Dataset entries
■ ■ ■ ■
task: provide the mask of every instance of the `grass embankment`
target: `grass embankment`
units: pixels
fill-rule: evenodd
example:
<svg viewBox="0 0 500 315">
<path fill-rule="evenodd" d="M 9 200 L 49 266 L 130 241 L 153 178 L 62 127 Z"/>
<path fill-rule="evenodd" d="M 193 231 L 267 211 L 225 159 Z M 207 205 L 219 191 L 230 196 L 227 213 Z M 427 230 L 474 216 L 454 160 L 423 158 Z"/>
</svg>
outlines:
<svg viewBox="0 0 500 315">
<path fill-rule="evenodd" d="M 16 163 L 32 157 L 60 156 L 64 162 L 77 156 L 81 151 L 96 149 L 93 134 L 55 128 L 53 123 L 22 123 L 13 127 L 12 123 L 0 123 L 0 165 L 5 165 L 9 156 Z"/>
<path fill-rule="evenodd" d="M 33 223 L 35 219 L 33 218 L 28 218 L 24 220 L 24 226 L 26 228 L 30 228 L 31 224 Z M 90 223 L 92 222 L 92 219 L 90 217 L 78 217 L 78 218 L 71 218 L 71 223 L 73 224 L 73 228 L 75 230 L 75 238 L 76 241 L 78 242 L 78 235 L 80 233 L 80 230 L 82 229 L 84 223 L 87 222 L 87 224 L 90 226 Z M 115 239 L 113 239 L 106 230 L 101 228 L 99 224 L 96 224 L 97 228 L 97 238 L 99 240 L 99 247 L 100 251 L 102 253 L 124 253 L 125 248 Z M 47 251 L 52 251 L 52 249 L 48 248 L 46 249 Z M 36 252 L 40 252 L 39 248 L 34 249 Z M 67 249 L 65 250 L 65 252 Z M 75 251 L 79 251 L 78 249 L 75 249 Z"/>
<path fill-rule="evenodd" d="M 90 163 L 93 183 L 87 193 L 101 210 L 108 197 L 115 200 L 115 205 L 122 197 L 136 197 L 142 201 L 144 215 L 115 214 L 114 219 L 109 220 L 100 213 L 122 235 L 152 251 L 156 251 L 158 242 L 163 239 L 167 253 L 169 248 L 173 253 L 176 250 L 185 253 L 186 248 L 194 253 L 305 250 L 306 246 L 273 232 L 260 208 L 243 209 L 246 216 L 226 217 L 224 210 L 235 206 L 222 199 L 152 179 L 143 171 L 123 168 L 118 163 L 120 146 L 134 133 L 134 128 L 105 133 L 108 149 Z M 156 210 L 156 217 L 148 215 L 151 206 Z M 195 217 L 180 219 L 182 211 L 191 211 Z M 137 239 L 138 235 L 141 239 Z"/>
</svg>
■ ■ ■ ■
◆ **AIM OF THE EXERCISE**: Can you give each line of the material above as a numbered list, with any blank lines left out?

◆ **RESPONSE TO THIS EXERCISE**:
1. task: provide the mask of every instance of the `grass embankment`
2. target: `grass embankment`
3. units: pixels
4. fill-rule: evenodd
5. example:
6. <svg viewBox="0 0 500 315">
7. <path fill-rule="evenodd" d="M 9 200 L 49 266 L 130 241 L 153 178 L 62 127 Z"/>
8. <path fill-rule="evenodd" d="M 193 231 L 267 211 L 225 159 Z M 207 205 L 219 191 L 230 196 L 227 213 Z M 427 230 L 474 216 L 454 160 L 423 158 Z"/>
9. </svg>
10. outlines:
11. <svg viewBox="0 0 500 315">
12. <path fill-rule="evenodd" d="M 16 163 L 32 157 L 60 156 L 64 162 L 77 156 L 81 151 L 96 149 L 93 134 L 55 128 L 53 123 L 22 123 L 13 127 L 12 123 L 0 123 L 0 165 L 5 165 L 9 156 Z"/>
13. <path fill-rule="evenodd" d="M 33 223 L 35 219 L 33 218 L 28 218 L 24 220 L 24 226 L 26 228 L 30 228 L 31 224 Z M 90 223 L 92 222 L 92 219 L 90 217 L 78 217 L 78 218 L 71 218 L 71 223 L 73 224 L 73 228 L 75 230 L 75 238 L 76 241 L 78 242 L 78 235 L 80 233 L 80 230 L 82 229 L 84 223 L 87 222 L 87 224 L 90 226 Z M 115 239 L 113 239 L 106 230 L 101 228 L 99 224 L 96 224 L 97 228 L 97 238 L 99 240 L 99 247 L 100 251 L 102 253 L 124 253 L 125 248 Z M 47 251 L 52 251 L 52 249 L 48 248 L 46 249 Z M 36 252 L 40 252 L 39 248 L 34 249 Z M 67 249 L 65 250 L 65 252 Z M 75 251 L 79 251 L 78 249 L 75 249 Z"/>
14. <path fill-rule="evenodd" d="M 90 163 L 93 183 L 87 193 L 101 210 L 108 197 L 115 200 L 115 205 L 122 197 L 136 197 L 142 201 L 144 215 L 115 214 L 114 219 L 109 220 L 100 213 L 122 235 L 152 251 L 156 251 L 158 242 L 163 239 L 167 253 L 169 248 L 173 253 L 176 250 L 185 253 L 186 248 L 194 253 L 305 250 L 306 246 L 273 232 L 260 208 L 243 209 L 246 216 L 226 217 L 224 210 L 235 206 L 222 199 L 152 179 L 143 171 L 123 168 L 118 163 L 120 146 L 134 133 L 134 128 L 105 133 L 108 149 Z M 156 210 L 156 217 L 148 215 L 151 206 Z M 195 217 L 180 219 L 182 211 L 191 211 Z M 137 239 L 138 235 L 141 239 Z"/>
15. </svg>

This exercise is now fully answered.